_Task brief_
Each line below should be copied exactly as it stands.

+--

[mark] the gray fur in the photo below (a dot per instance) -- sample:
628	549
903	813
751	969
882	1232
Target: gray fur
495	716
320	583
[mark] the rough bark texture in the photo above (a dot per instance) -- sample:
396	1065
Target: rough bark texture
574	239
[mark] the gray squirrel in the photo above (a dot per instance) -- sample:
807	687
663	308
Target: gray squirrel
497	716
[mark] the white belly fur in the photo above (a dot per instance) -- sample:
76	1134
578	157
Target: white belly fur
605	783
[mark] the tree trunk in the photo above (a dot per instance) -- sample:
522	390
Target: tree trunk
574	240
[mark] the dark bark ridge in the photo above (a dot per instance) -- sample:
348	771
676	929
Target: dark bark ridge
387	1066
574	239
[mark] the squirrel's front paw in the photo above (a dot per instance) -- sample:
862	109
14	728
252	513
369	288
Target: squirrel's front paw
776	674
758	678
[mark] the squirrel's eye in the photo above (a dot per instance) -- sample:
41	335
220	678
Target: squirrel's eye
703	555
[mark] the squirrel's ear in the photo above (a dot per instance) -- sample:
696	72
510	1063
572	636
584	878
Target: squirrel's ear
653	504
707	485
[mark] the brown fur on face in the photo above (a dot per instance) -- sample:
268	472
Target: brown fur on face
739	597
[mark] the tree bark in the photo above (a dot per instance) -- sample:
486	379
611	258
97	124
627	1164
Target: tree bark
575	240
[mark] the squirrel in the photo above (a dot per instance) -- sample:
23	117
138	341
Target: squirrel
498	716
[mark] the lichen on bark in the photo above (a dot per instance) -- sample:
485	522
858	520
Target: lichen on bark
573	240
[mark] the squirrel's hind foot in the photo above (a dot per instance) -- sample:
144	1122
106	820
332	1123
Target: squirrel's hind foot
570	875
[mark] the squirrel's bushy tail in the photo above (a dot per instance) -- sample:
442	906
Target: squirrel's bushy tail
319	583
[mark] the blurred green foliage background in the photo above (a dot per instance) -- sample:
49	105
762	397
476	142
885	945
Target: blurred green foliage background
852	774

+--

_Task result_
[mark] the gray fur in the photo below (a dot per instance) -- sample:
628	549
903	813
751	969
882	1232
Target: gray fur
495	716
320	583
[mark] the rough bark texture in the photo above (a dot per instance) -- sample:
396	1065
Target: rough bark texture
574	239
[mark] the gray squirrel in the photo above (a dot per instance) -- sample:
807	687
663	308
Target: gray squirrel
497	716
[mark] the white belly fur in the photo above (a dot per instance) -- sample:
76	1134
578	157
Target: white belly fur
605	783
[mark] the tree trunk in the photo above (a dot per instance) -- sample:
522	390
Target: tree trunk
574	240
[mark] the dark bark ridge in the photo above (a dot per instance) -- sample:
348	771
676	929
Target: dark bark ridge
387	1066
574	239
[mark] the squirrel's front paw in the photo above (a dot per instance) -- sample:
862	109
14	728
252	513
369	288
Target: squirrel's front paw
776	674
758	678
[mark] the squirrel's eye in the photo above (a dot per instance) -- sample:
41	335
220	678
Target: squirrel's eye
703	555
[mark] the squirrel's ear in the photo above (a dot per instance) -- sample:
696	72
510	1063
572	636
584	878
Target: squirrel's ear
653	504
707	485
[mark] the brown fur on face in the photo above (a dot per instance) -- sample:
268	472
Target: brown fur on face
739	597
[mark] the tree bark in the photo above (a dot per instance) -- sample:
486	379
611	258
97	124
627	1164
Target: tree bark
575	240
[mark] the squirrel in the photo above (a dot per instance) -- sample:
23	117
138	341
Target: squirrel
498	716
[mark] the lichen on bark in the photo above (a dot per instance) -- sample:
485	522
858	520
Target: lichen on bark
573	240
[mark] the squirrel's hind foot in the photo above (a dot per instance) -- sample:
144	1122
106	820
332	1123
Target: squirrel's hind foot
570	875
[mark] the squirrel's bushy tail in the photo above (a dot per instance) -- sample:
442	906
Target: squirrel's bushy tail
319	583
[mark] the blurred green foliage background in the photo above (a dot per instance) -- sample:
49	105
762	397
476	142
885	945
Target: blurred green foliage background
852	774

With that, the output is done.